§ Given instruction
Reproduce every one of the following items, changing each "source frame" to "input frame" and leaving everything else as it is.

§ Stored data
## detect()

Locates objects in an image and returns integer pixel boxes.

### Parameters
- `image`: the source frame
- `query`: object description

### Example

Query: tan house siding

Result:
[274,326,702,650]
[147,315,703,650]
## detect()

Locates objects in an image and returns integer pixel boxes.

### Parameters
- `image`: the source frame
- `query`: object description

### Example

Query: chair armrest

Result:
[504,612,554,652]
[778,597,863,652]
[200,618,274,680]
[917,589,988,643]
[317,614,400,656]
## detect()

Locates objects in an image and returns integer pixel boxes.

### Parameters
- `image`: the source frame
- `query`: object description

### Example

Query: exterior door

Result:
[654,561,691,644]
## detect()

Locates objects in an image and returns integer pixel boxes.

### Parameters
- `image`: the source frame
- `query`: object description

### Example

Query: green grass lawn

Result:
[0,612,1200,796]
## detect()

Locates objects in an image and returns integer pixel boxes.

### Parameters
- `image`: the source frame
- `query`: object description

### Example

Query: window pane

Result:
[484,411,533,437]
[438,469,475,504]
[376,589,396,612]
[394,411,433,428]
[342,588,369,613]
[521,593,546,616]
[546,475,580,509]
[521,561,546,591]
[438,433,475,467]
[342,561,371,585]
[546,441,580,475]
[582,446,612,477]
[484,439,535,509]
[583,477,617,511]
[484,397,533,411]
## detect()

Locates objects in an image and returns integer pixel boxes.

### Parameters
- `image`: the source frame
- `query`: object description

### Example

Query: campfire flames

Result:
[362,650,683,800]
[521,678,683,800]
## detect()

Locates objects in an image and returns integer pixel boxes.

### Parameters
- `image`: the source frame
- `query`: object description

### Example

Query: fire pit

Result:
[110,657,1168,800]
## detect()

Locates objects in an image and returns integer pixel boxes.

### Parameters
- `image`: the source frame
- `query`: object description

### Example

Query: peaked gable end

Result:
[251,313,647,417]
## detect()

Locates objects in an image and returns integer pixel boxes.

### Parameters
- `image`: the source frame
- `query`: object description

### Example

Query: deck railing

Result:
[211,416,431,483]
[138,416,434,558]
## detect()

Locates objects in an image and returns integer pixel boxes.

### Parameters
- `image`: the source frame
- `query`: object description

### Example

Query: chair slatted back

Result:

§ Finished task
## detect()

Locates objects in an image and returns integer pixel boxes.

### Parameters
- `image`: the input frame
- `query`: object description

### Example

Query: tan house siding

Result:
[274,326,702,650]
[147,315,703,650]
## detect()

Locates objects in an image and returns integer pixel boxes.

### Parameters
- `image`: the input frame
- `query`: object description

### Example

Query: chair armrest

Result:
[504,612,554,652]
[778,597,863,652]
[200,618,274,680]
[917,589,988,643]
[317,614,400,656]
## detect()

Locates objects in an image and returns integer pixel boxes.

### Parameters
- `image`: the input frame
- `query`: object description

### Example

Query: exterior door

Result:
[654,561,691,644]
## detect()

Locates objects in an image and returns integer pixel boxes.

### Parameters
- `image`: the input frame
- `query`: object description

### Example

Query: green grass lawn

Result:
[0,612,1200,796]
## detect()

Locates objects in an image and returns integer pixel boxes.

### Parameters
- `image`: the input frame
- `query`: object description

### Example

Query: window pane

Result:
[484,411,533,437]
[438,469,475,504]
[376,589,396,612]
[394,411,433,428]
[342,588,369,613]
[521,593,546,616]
[546,475,580,509]
[521,561,546,591]
[438,433,475,467]
[342,561,371,585]
[546,441,580,475]
[582,446,612,477]
[484,439,535,509]
[583,477,617,511]
[484,397,533,411]
## detect()

Locates objects in an image and returns integer pixel boxes.

### Parameters
- `image`: the input frame
- `query`: object description

### Example

Query: campfire flames

Result:
[362,650,683,800]
[521,678,683,800]
## detect()

Locates objects in an image and returns integer pixel boxes.

### Parameters
- `image`: the input frame
- `query`: object description

### Example

Query: fire pit

Result:
[110,657,1168,800]
## detect()

Locates objects in an image and returns integer pixel boxes.

### Parameters
- `image`: the input frame
- `query`: object description

### Example

Query: peaked gable end

Result:
[251,313,647,417]
## detect()

Locates objects in an image and returns integer pixel boxes.

### Parameters
- `image`: the input frame
- `query`: object description

### Example

Query: deck railing

Result:
[211,416,431,483]
[138,416,434,558]
## detect()

Locates objects in an image and returns integer pixel boxes.

### Parameters
- `image`: the input frame
- `query`: object description

### Example

Query: chair slatted back

Result:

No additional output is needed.